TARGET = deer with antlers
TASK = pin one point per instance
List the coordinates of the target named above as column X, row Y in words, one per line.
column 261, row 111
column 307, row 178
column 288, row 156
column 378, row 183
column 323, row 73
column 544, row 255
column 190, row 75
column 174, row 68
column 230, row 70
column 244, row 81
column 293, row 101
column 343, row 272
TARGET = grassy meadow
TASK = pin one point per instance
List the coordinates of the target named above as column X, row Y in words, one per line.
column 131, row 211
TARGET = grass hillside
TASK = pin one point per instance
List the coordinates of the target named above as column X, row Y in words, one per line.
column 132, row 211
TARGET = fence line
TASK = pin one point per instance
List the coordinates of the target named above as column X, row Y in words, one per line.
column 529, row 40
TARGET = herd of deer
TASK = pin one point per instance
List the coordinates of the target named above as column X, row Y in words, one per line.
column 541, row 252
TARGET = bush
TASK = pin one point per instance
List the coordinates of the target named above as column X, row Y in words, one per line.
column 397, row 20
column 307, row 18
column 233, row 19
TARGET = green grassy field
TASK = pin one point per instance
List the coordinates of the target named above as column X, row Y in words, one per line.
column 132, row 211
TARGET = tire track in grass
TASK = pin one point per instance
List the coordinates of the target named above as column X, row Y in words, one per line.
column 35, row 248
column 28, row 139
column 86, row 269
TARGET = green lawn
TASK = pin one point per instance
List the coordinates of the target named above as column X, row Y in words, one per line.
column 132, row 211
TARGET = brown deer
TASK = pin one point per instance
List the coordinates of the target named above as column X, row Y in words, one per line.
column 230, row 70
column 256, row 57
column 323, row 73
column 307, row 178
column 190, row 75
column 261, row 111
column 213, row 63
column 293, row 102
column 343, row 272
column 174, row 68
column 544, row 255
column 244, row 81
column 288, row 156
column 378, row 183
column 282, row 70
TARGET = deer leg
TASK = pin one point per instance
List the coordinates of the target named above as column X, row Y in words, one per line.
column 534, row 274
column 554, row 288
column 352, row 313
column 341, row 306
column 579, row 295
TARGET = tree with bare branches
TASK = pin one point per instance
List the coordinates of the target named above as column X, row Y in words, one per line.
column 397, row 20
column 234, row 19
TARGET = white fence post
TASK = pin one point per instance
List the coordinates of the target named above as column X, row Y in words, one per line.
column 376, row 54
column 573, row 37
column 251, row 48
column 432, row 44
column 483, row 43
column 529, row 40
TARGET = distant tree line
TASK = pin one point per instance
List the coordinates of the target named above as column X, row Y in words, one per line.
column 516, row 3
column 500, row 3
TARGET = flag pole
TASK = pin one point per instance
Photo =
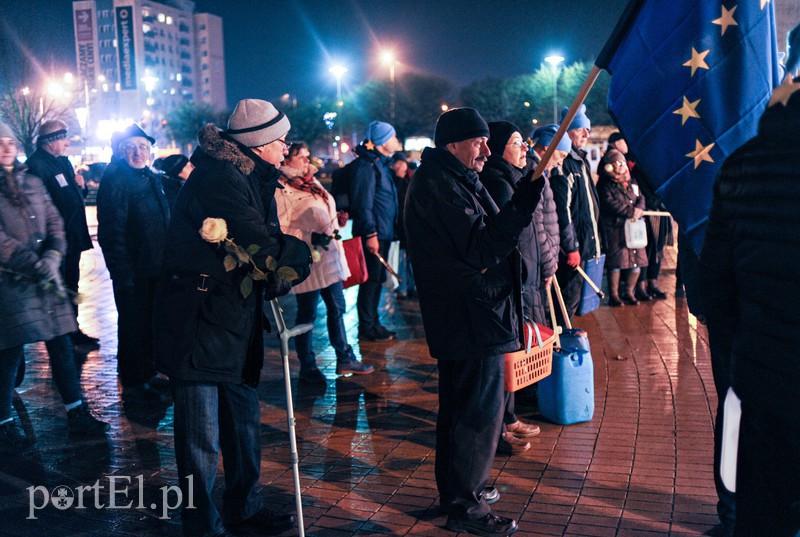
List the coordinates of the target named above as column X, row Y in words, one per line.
column 573, row 110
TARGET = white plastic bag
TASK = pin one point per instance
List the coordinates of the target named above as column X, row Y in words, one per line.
column 393, row 260
column 732, row 418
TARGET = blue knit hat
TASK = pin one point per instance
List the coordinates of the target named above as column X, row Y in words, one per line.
column 581, row 120
column 544, row 136
column 379, row 132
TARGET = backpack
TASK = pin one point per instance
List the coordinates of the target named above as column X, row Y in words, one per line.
column 340, row 184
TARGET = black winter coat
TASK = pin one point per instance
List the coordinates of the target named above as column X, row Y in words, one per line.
column 617, row 206
column 132, row 220
column 501, row 178
column 750, row 264
column 205, row 329
column 578, row 206
column 461, row 251
column 373, row 196
column 58, row 177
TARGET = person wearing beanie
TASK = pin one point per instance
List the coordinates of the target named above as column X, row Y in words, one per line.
column 56, row 172
column 462, row 248
column 176, row 170
column 501, row 176
column 621, row 199
column 659, row 228
column 749, row 288
column 373, row 209
column 209, row 321
column 132, row 221
column 578, row 210
column 308, row 212
column 34, row 304
column 545, row 218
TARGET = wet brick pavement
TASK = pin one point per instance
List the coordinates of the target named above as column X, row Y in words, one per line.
column 641, row 467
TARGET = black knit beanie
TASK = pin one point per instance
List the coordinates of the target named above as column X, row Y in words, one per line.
column 458, row 124
column 499, row 134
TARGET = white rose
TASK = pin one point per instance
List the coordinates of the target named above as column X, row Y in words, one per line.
column 214, row 230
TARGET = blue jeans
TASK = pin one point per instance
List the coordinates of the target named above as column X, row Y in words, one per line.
column 333, row 296
column 209, row 418
column 62, row 366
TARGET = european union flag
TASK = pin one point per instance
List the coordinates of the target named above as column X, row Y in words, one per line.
column 690, row 80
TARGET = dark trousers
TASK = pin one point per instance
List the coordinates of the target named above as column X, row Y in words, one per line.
column 210, row 418
column 471, row 406
column 71, row 271
column 369, row 292
column 333, row 296
column 62, row 367
column 571, row 282
column 135, row 359
column 768, row 473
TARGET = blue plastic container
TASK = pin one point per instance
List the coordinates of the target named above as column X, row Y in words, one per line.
column 567, row 395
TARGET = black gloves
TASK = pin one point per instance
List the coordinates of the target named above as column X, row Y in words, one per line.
column 528, row 194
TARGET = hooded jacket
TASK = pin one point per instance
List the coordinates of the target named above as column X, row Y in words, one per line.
column 750, row 263
column 461, row 248
column 373, row 196
column 205, row 328
column 27, row 313
column 501, row 179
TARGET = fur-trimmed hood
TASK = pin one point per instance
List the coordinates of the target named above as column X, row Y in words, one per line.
column 215, row 146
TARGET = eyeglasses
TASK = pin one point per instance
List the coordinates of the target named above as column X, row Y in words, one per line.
column 130, row 148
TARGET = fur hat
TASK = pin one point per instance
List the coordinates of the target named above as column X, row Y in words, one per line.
column 379, row 132
column 132, row 131
column 458, row 124
column 255, row 123
column 580, row 121
column 6, row 132
column 499, row 134
column 544, row 136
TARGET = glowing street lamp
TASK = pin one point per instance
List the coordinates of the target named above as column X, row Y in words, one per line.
column 555, row 61
column 388, row 58
column 338, row 71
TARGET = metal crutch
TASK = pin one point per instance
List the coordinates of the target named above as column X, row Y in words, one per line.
column 285, row 334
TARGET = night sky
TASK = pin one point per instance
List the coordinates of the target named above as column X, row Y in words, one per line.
column 275, row 47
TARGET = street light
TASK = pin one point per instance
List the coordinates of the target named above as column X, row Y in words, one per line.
column 388, row 58
column 555, row 61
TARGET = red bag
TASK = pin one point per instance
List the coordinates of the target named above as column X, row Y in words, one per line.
column 354, row 253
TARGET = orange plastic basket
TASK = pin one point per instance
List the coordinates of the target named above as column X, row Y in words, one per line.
column 533, row 363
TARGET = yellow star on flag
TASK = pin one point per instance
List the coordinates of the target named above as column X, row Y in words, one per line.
column 727, row 19
column 687, row 110
column 701, row 153
column 698, row 60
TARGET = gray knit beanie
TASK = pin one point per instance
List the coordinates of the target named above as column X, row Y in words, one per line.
column 255, row 123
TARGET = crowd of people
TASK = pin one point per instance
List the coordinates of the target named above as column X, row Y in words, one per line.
column 194, row 246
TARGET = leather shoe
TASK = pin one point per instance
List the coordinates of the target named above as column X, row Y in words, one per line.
column 642, row 295
column 511, row 445
column 657, row 293
column 489, row 525
column 521, row 429
column 265, row 521
column 490, row 494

====

_Instructions for the task:_ Restate the data above exactly, stripping out each image.

_Solved exercise:_
TARGET = deer with antlers
TASK = pin one point per instance
List the coordinates of the target named above as column X, row Y in words, one per line.
column 261, row 111
column 307, row 178
column 288, row 156
column 378, row 183
column 323, row 73
column 544, row 255
column 190, row 75
column 174, row 68
column 230, row 70
column 244, row 81
column 293, row 101
column 343, row 272
TARGET = grassy meadow
TASK = pin one point per instance
List the coordinates of the target named above as column X, row Y in words, one per line.
column 131, row 211
TARGET = grass hillside
TASK = pin one point per instance
List the coordinates of the target named above as column X, row Y in words, one per line.
column 132, row 211
TARGET = fence line
TASK = pin one point per instance
List the coordinates of the target named above as column X, row Y in words, one per line.
column 529, row 40
TARGET = herd of deer
TASK = pin one point per instance
List the coordinates of the target named above as column X, row Y in words, one per line.
column 541, row 252
TARGET = bush
TASK = pin one point per instance
List the coordinates of the target named above as column X, row Y in words, one per line.
column 397, row 20
column 307, row 18
column 233, row 19
TARGET = green grassy field
TASK = pin one point per instance
List the coordinates of the target named above as column X, row Y in words, one per line.
column 132, row 211
TARGET = tire track in grass
TASK = pin one point per instance
List the coordinates of the target named above as column X, row Y in words, one per line.
column 35, row 248
column 28, row 139
column 86, row 269
TARGET = green lawn
TASK = pin one point per instance
List the coordinates of the target named above as column X, row Y in words, one per line.
column 132, row 211
TARGET = brown deer
TASK = pin one point per instance
List the coordinates of the target named above as column X, row Y in words, one per line.
column 230, row 70
column 256, row 57
column 323, row 73
column 307, row 178
column 190, row 75
column 261, row 111
column 213, row 63
column 293, row 102
column 343, row 272
column 174, row 68
column 544, row 255
column 244, row 81
column 288, row 156
column 378, row 183
column 282, row 70
TARGET = deer leg
TASK = pin one point per instance
List the coordinates of the target named above as column X, row Y in words, one per line.
column 534, row 274
column 554, row 288
column 352, row 313
column 341, row 306
column 579, row 295
TARGET = tree with bare branches
TASK = pin one point per instance
List the coordinates of the target named above as column X, row Y in words, one per line.
column 397, row 20
column 234, row 19
TARGET = white fence post
TASK = pin one point per instance
List the coordinates of the target named above as column X, row Y in words, one per line.
column 376, row 54
column 573, row 37
column 251, row 48
column 432, row 44
column 483, row 43
column 529, row 40
TARGET = distant tree line
TASK = pin one point per instance
List the coordinates of the target named above as column X, row Y in words, one per line.
column 516, row 3
column 500, row 3
TARGET = flag pole
TASK = pin one point per instance
Photo =
List the coordinates of the target named above as column X, row Y in words, one per line.
column 573, row 110
TARGET = white plastic bag
TASK = pin one point per instance
List the coordinates of the target named above as column X, row Y in words, one per line.
column 393, row 260
column 732, row 418
TARGET = blue knit hat
TASK = pin one point per instance
List the coordinates of the target named above as column X, row Y in words, one per line.
column 581, row 120
column 544, row 136
column 379, row 132
TARGET = backpack
TASK = pin one point per instance
List the coordinates of the target named above as column X, row Y in words, one per line.
column 340, row 184
TARGET = black winter coat
TASK = pin one point per instance
List the coordinates of the target named above as column X, row Y in words, one per line.
column 617, row 206
column 132, row 220
column 501, row 178
column 750, row 264
column 205, row 329
column 578, row 206
column 461, row 251
column 373, row 196
column 58, row 177
TARGET = person wearing beanie
TASK = pin one point per instance
List the coordinates of the target named above as column X, row Y in words, one per line.
column 56, row 172
column 462, row 248
column 176, row 170
column 501, row 176
column 621, row 199
column 659, row 228
column 749, row 288
column 373, row 209
column 209, row 321
column 132, row 221
column 578, row 210
column 308, row 212
column 34, row 304
column 545, row 218
TARGET = wet brick pavement
TASK = pin one point per instance
List the coordinates of the target named above as column X, row Y in words, one per line.
column 641, row 467
TARGET = black knit beanie
TASK = pin one point per instance
List the coordinates of the target named above as column X, row Y in words, one per line.
column 458, row 124
column 499, row 134
TARGET = white rose
TASK = pin one point per instance
List the coordinates of the target named above as column X, row Y in words, one per line.
column 214, row 230
TARGET = blue jeans
TASK = pin one point per instance
List the coordinates of the target named above as column X, row Y in words, one per line.
column 333, row 296
column 209, row 418
column 62, row 366
TARGET = european union flag
TASK = pin one point per instance
List the coordinates of the target named above as column X, row Y in words, one per line.
column 690, row 80
TARGET = dark trousers
TASK = pin one point per instance
List the coordinates of the target named above as column X, row Y in words, one per line.
column 210, row 418
column 471, row 406
column 71, row 271
column 369, row 292
column 333, row 296
column 62, row 367
column 571, row 282
column 135, row 359
column 768, row 473
TARGET = blue plastic container
TASK = pin one point per instance
List the coordinates of the target named above as column X, row Y in words, one per line.
column 567, row 395
TARGET = black gloves
TASK = pin one point per instance
List the coordinates of the target named above as column X, row Y in words, one per line.
column 528, row 194
TARGET = hooded jacket
TASK = pin one point per instance
List the coordinates of the target named above as column X, row Y in words, one per line.
column 750, row 263
column 461, row 248
column 373, row 196
column 205, row 328
column 27, row 313
column 501, row 179
TARGET = fur-trimmed hood
TASK = pin one point per instance
List the coordinates of the target named above as column X, row Y in words, one per line.
column 215, row 146
TARGET = eyeglasses
TASK = pin one point per instance
List the coordinates of the target named above as column X, row Y in words, one per line.
column 130, row 148
TARGET = fur hat
TASK = pin one point per instance
List the coordinates of the target named above as column X, row Y in words, one per line.
column 379, row 132
column 132, row 131
column 458, row 124
column 255, row 123
column 580, row 121
column 6, row 132
column 499, row 134
column 544, row 136
TARGET = glowing street lamp
TASK = pin one point per instance
List the coordinates of the target named above as column X, row Y in words, one per line.
column 555, row 61
column 388, row 58
column 338, row 71
TARGET = metal crutch
TASK = pin one point per instance
List the coordinates of the target named above as column X, row Y in words, one per line.
column 285, row 334
TARGET = night sky
TASK = pin one point per instance
List the coordinates of the target named above as column X, row Y in words, one per line.
column 275, row 47
TARGET = street light
TASK = pin one point per instance
List the coordinates of the target named above as column X, row Y in words, one per line.
column 388, row 58
column 555, row 61
TARGET = red bag
TASK = pin one point per instance
List the coordinates of the target named above as column X, row Y in words, one per line.
column 354, row 253
TARGET = orange plastic basket
TASK = pin one point per instance
List the coordinates of the target named above as column X, row Y in words, one per line.
column 533, row 363
TARGET = yellow star on flag
TASK = pin one point per instance
List the coordinates of the target named above as column X, row Y in words, one per line.
column 727, row 19
column 687, row 110
column 701, row 153
column 698, row 60
TARGET = gray knit beanie
TASK = pin one point per instance
List the coordinates of the target named above as column X, row Y in words, one per line.
column 255, row 123
TARGET = crowd of people
TASK = pin one point per instance
List the coordinates of the target named above as column X, row Y in words, one per line.
column 194, row 246
TARGET = leather shoe
TASK = pin one point per instance
List the coordinates of the target named above as column X, row Y in words, one per line.
column 642, row 295
column 511, row 445
column 657, row 293
column 489, row 525
column 521, row 429
column 265, row 521
column 490, row 494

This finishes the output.